## Problem requirements
An exact reprint of all the records is the expected answer.

## Data in this exercise
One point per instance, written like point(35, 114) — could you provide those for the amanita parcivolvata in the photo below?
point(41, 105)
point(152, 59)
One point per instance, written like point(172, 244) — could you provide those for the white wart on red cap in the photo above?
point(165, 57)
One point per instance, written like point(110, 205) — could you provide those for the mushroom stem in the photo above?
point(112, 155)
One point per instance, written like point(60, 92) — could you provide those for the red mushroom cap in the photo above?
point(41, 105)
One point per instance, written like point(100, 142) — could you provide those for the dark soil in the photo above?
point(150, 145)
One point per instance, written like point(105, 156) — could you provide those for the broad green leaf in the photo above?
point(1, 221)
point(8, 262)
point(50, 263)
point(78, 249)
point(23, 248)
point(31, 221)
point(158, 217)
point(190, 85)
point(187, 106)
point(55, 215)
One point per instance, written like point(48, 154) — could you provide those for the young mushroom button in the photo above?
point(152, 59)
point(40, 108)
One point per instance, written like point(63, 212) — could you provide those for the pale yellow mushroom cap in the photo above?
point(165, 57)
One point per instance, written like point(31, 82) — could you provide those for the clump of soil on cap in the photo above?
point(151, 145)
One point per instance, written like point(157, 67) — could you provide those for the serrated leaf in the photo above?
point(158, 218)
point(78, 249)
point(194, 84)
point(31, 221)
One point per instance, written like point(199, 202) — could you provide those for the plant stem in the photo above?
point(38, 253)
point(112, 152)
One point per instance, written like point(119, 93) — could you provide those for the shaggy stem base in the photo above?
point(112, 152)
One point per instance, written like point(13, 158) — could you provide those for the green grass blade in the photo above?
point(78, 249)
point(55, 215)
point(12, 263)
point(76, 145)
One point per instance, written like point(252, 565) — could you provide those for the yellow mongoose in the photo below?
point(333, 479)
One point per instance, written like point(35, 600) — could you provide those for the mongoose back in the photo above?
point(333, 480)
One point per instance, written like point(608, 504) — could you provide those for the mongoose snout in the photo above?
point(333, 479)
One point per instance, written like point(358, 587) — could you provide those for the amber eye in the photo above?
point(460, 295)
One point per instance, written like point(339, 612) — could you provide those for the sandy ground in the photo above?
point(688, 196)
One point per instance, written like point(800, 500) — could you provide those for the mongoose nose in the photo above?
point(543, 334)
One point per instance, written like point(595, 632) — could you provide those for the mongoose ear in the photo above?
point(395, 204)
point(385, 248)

## The completed task
One point per instance, written like point(35, 114) — could you provide those for the amanita parcivolvata in the photo below?
point(41, 105)
point(152, 59)
One point per instance, written like point(172, 244) — could you provide those for the white wart on red cap in the photo above?
point(165, 57)
One point per instance, written like point(110, 205) — could you provide those for the mushroom stem in the photo above?
point(112, 155)
One point per instance, written like point(60, 92) — could you provide those for the red mushroom cap in the photo above?
point(41, 105)
One point per instance, written like point(100, 142) — could you provide those for the dark soil in the photo above?
point(150, 145)
One point per instance, written like point(105, 156) — could you provide those for the broad green leaf in the photo above?
point(1, 221)
point(8, 262)
point(50, 263)
point(78, 249)
point(23, 248)
point(31, 221)
point(158, 217)
point(190, 85)
point(187, 106)
point(55, 215)
One point per instance, written like point(48, 154) — could you provide those for the young mushroom button in the photo above?
point(152, 59)
point(40, 108)
One point per instance, written like point(63, 212) — could you provide those for the pale yellow mushroom cap in the photo above?
point(165, 57)
One point per instance, written like point(31, 82) — could you provide those for the clump of soil on cap in the photo above?
point(151, 145)
One point per instance, written like point(157, 67) — could you provide those for the serrated leaf in the photo above?
point(158, 218)
point(78, 249)
point(194, 84)
point(31, 221)
One point per instance, written like point(199, 202) — could you provide those for the plant stem in the photo above?
point(38, 253)
point(112, 152)
One point per instance, written like point(119, 93) — could you provide those for the shaggy stem base in the photo above?
point(112, 152)
One point per instance, written like point(13, 158) — could you provide those for the green grass blade in the photo above?
point(78, 249)
point(55, 215)
point(12, 263)
point(76, 145)
One point per instance, written like point(252, 565) — could you provide those for the yellow mongoose in the photo below?
point(333, 479)
One point per instance, written like point(35, 600) — could you provide those for the mongoose back in the photo above?
point(333, 480)
One point per instance, written like point(608, 504) — could you provide those for the mongoose snout in the photo above?
point(333, 479)
One point per instance, written like point(358, 587) — could you provide those for the amber eye in the photo above?
point(460, 295)
One point per instance, written like point(339, 612) — could you provide those for the sandy ground in the photo above?
point(688, 196)
One point per instance, written like point(800, 500) — could you provide those for the mongoose nose in the photo above?
point(543, 334)
One point per instance, written like point(595, 632) — could you provide those for the mongoose ear in the photo above?
point(395, 204)
point(385, 248)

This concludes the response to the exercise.